Il pubblico in visibilio, imperterrito lo osannava e chiedeva e richiedeva battendo le mani, che proponesse qualche altro suo pezzo. Gaber, con quel suo aplomb, quella sua sottile ironia, disse: “Siete sicuri di volerne ancora? Conosco più di 1200 canzoni… qui facciamo mattina! “
Scegliere un testo, una canzone risulta assai arduo con un repertorio del genere. Non credo che l’intento della zattera sia di recensire per l’ennesima volta una canzone o di scovarne i reconditi significati. Piuttosto di recuperare nei ricordi, emozioni e suggestioni personali. Penso che uno dei primi ricordi che mi legano a questo “mostro sacro” risalgano a quando bambino, mi attaccavo letteralmente alla radio alle prime note di “Torpedo Blu”, una canzone di cui ovviamente non potevo comprendere il testo, ma ciò non mi impediva di essere attratto dalle sonorità e da quel clacson squillante che caratterizzava la canzone. Da allora, il signor G è divenuto una presenza fissa nella mia discografia privata.
Sappiamo bene che Gaber è stato un fine e tagliente osservatore della società, delle sue storture, delle sue nevrosi. Ma il signor G non è solo questo, è molto di più, in una lunga serie di testi, scritti con Sandro Luporini, che hanno sempre fatto discutere, riflettere, di invettive anche feroci in cui ha sbattuto in faccia, come uno schiaffo, un sonoro ceffone, pregiudizi di comodo, slogan, e trite ideologie che hanno costellato la realtà italiana (ma non solo) per diversi decenni.

*Dati forniti*

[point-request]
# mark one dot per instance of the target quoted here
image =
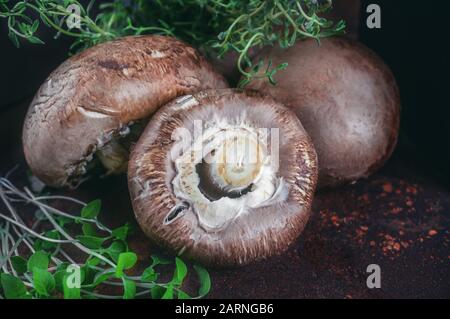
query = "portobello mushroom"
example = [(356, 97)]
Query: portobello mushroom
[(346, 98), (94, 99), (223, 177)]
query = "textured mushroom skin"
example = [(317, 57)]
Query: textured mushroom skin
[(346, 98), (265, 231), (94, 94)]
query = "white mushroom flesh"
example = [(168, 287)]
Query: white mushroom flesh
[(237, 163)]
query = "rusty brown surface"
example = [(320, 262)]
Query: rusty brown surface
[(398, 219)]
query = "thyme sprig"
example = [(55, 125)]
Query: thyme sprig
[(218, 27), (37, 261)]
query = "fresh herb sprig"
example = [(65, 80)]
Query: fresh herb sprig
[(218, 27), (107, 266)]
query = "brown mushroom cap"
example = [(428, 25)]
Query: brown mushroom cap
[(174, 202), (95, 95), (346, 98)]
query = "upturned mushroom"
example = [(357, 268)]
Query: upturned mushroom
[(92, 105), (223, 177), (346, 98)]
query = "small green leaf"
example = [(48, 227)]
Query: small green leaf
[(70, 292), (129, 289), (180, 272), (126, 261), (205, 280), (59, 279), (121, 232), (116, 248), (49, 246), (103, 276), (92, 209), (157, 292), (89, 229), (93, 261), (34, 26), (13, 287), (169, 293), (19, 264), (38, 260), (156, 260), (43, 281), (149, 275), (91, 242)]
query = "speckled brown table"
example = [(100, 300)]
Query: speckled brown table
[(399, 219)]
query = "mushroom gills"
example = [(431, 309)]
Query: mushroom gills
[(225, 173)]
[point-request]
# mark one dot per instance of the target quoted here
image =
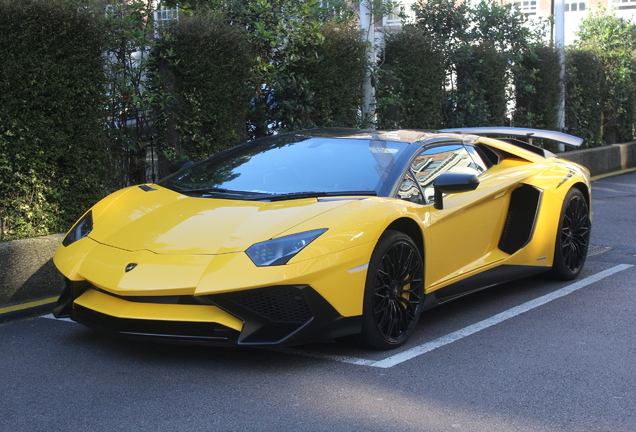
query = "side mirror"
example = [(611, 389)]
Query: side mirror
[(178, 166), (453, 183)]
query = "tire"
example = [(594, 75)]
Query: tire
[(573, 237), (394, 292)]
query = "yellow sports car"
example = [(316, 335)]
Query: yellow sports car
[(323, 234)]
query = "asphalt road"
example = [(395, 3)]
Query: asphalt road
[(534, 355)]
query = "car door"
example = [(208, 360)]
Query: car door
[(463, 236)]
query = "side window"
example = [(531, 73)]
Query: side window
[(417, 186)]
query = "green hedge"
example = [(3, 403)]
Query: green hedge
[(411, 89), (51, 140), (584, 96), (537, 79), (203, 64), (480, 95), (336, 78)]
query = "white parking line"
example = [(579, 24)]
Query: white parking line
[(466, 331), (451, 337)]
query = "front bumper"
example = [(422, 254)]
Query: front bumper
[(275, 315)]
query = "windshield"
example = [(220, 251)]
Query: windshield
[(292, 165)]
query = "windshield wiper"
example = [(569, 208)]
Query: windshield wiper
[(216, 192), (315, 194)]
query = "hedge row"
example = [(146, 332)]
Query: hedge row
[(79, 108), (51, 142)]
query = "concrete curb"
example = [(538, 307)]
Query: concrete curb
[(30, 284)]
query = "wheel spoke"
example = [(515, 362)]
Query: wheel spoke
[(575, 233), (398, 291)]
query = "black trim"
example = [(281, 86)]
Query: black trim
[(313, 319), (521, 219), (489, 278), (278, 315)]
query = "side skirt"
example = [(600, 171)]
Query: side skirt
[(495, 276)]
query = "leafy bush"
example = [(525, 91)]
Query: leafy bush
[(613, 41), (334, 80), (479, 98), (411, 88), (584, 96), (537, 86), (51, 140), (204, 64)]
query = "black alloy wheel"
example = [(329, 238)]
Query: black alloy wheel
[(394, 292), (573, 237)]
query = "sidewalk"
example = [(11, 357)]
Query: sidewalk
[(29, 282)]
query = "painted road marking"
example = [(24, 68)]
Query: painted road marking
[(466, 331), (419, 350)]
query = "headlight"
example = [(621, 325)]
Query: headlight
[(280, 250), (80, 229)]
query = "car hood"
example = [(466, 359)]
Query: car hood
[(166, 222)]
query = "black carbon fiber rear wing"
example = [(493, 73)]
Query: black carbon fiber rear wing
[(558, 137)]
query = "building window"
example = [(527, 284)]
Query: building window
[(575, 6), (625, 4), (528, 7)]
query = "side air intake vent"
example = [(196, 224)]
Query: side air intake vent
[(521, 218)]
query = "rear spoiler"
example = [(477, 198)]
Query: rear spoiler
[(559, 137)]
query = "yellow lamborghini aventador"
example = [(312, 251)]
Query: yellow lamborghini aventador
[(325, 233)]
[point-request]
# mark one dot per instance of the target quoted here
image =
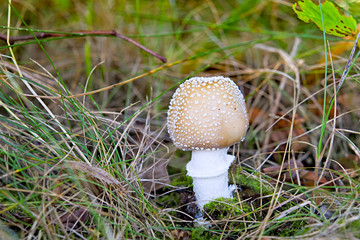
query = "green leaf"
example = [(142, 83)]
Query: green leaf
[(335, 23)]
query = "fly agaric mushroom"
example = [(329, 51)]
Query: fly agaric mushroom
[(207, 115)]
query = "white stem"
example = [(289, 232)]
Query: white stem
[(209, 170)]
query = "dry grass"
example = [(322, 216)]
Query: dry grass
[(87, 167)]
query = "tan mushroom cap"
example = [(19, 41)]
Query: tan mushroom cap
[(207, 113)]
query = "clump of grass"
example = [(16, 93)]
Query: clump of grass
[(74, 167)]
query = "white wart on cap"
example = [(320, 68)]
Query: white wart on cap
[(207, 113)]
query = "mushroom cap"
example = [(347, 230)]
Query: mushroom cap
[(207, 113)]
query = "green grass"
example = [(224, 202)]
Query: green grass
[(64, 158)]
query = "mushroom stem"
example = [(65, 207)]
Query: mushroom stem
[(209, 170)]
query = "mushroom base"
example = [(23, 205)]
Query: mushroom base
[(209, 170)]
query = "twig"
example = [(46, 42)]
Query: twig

*Esercizi proposti*
a: Rispondi a queste domande sull'estratto su Gaber:
(i) Quante canzoni Gaber dice al pubblico di conoscere?
(ii) Quale canzone ascoltava alla radio chi scrive, da bambino?
(iii) Con chi Gaber ha scritto una lunga serie di testi?
b: Riporta fedelmente il tratto dell'estratto su Gaber che va da "Sappiamo bene che" fino a "per diversi decenni.".

*Risposte scritte*
a:
(i) Più di 1200.
(ii) "Torpedo Blu".
(iii) Con Sandro Luporini.

b:
Sappiamo bene che Gaber è stato un fine e tagliente osservatore della società, delle sue storture, delle sue nevrosi. Ma il signor G non è solo questo, è molto di più, in una lunga serie di testi, scritti con Sandro Luporini, che hanno sempre fatto discutere, riflettere, di invettive anche feroci in cui ha sbattuto in faccia, come uno schiaffo, un sonoro ceffone, pregiudizi di comodo, slogan, e trite ideologie che hanno costellato la realtà italiana (ma non solo) per diversi decenni.